| Worum es geht |
Schreib die folgenden Daten vollständig und Zeile für Zeile unverändert ab.

-=-=-=-=-

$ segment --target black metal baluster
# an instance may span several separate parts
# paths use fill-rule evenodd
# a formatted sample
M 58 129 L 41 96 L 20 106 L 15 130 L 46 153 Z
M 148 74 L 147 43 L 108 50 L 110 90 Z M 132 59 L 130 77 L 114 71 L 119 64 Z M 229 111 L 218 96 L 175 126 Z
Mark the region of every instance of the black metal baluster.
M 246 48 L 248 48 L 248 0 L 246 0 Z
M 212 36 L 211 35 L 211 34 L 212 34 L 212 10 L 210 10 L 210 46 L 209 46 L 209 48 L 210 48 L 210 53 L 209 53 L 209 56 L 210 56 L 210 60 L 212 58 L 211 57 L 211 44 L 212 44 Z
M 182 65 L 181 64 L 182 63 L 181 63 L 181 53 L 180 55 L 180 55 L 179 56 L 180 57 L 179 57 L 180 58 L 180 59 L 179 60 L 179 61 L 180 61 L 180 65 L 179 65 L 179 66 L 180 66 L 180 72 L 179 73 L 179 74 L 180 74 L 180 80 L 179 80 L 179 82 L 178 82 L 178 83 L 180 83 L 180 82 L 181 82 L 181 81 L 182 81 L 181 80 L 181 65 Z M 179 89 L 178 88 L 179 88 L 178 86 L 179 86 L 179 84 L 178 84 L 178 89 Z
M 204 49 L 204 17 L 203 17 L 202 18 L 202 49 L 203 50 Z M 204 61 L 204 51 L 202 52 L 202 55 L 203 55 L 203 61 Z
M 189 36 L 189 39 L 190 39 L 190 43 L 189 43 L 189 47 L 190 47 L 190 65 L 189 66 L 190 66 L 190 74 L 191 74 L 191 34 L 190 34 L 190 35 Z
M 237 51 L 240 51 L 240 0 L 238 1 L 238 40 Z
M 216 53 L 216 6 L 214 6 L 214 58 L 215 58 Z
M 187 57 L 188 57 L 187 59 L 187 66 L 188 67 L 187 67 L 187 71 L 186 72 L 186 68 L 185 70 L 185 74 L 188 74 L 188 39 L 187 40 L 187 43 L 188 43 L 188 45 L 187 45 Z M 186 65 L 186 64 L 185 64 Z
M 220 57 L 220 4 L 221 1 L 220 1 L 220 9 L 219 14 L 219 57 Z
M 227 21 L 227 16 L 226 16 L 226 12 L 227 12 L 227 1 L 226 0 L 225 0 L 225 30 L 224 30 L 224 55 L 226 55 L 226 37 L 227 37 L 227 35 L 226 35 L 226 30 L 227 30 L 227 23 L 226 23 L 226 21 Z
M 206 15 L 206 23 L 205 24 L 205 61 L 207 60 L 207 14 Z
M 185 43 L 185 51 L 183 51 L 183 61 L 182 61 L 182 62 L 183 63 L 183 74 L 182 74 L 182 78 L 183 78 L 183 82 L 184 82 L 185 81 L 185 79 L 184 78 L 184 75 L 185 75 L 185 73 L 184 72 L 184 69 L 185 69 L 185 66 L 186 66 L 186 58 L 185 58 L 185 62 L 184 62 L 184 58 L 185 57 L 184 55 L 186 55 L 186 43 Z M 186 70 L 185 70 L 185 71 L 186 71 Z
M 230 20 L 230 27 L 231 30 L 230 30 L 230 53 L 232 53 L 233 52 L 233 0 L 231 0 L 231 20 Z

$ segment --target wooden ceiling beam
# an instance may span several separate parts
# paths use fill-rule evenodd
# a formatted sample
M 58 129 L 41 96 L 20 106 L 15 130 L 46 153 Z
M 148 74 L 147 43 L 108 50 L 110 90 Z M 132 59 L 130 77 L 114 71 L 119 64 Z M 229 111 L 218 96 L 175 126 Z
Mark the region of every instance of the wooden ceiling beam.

-=-=-=-=-

| Die fertige Aufgabe |
$ segment --target black metal baluster
# an instance may span several separate parts
# paths use fill-rule evenodd
# a formatted sample
M 58 129 L 41 96 L 20 106 L 15 130 L 46 153 Z
M 148 74 L 147 43 L 108 50 L 110 90 Z M 132 59 L 130 77 L 114 71 L 119 64 Z M 229 111 L 218 96 L 175 126 Z
Mark the region of every instance of the black metal baluster.
M 246 48 L 248 48 L 248 0 L 246 0 Z
M 212 36 L 211 35 L 211 34 L 212 34 L 212 10 L 210 10 L 210 46 L 209 46 L 209 48 L 210 48 L 210 53 L 209 53 L 209 56 L 210 56 L 210 60 L 212 58 L 211 57 L 211 44 L 212 44 Z
M 182 65 L 181 64 L 182 63 L 181 63 L 181 53 L 180 55 L 180 55 L 179 56 L 180 57 L 179 57 L 180 58 L 180 59 L 179 60 L 179 61 L 180 61 L 180 65 L 179 65 L 179 66 L 180 66 L 180 72 L 179 73 L 179 74 L 180 74 L 180 80 L 179 80 L 179 82 L 178 82 L 178 83 L 180 83 L 180 82 L 181 82 L 181 81 L 182 81 L 181 80 L 181 65 Z M 179 89 L 178 88 L 179 88 L 178 86 L 179 86 L 179 84 L 178 84 L 178 89 Z
M 204 49 L 204 17 L 203 17 L 202 18 L 202 49 L 203 50 Z M 204 61 L 204 51 L 202 52 L 202 55 L 203 55 L 203 61 Z
M 189 36 L 189 39 L 190 39 L 190 43 L 189 43 L 189 47 L 190 47 L 190 65 L 189 66 L 190 66 L 190 74 L 191 74 L 191 34 L 190 34 L 190 35 Z
M 237 51 L 240 51 L 240 0 L 238 1 L 238 40 Z
M 216 53 L 216 6 L 214 6 L 214 58 L 215 58 Z
M 187 57 L 188 57 L 187 59 L 187 66 L 188 67 L 187 67 L 187 71 L 186 72 L 186 68 L 185 70 L 185 74 L 188 74 L 188 39 L 187 40 L 187 43 L 188 43 L 188 45 L 187 45 Z M 186 65 L 186 64 L 185 64 Z
M 220 57 L 220 4 L 221 1 L 220 1 L 220 9 L 219 14 L 219 57 Z
M 227 21 L 227 16 L 226 16 L 226 12 L 227 12 L 227 1 L 226 0 L 225 0 L 225 30 L 224 30 L 224 55 L 226 55 L 226 37 L 227 37 L 227 35 L 226 35 L 226 30 L 227 30 L 227 23 L 226 23 L 226 21 Z
M 206 15 L 206 23 L 205 24 L 205 61 L 207 60 L 207 14 Z
M 185 43 L 185 51 L 183 51 L 183 61 L 182 61 L 182 62 L 183 63 L 183 74 L 182 74 L 182 78 L 183 78 L 183 82 L 184 82 L 185 81 L 185 79 L 184 78 L 184 75 L 185 75 L 185 73 L 184 72 L 184 69 L 185 69 L 185 66 L 186 66 L 186 58 L 185 58 L 185 62 L 184 62 L 184 58 L 185 57 L 184 55 L 186 55 L 186 43 Z M 186 70 L 185 70 L 185 71 L 186 71 Z
M 230 20 L 230 27 L 231 30 L 230 30 L 230 53 L 232 53 L 233 52 L 233 0 L 231 0 L 231 20 Z

$ segment --target wooden ceiling beam
# an instance may span several separate parts
# paths use fill-rule evenodd
# a formatted sample
M 58 129 L 41 96 L 20 106 L 15 130 L 46 153 Z
M 148 74 L 147 43 L 108 50 L 110 90 Z M 132 59 L 130 77 L 114 71 L 119 64 Z M 229 111 L 218 96 L 175 126 Z
Mark the region of every instance of the wooden ceiling beam.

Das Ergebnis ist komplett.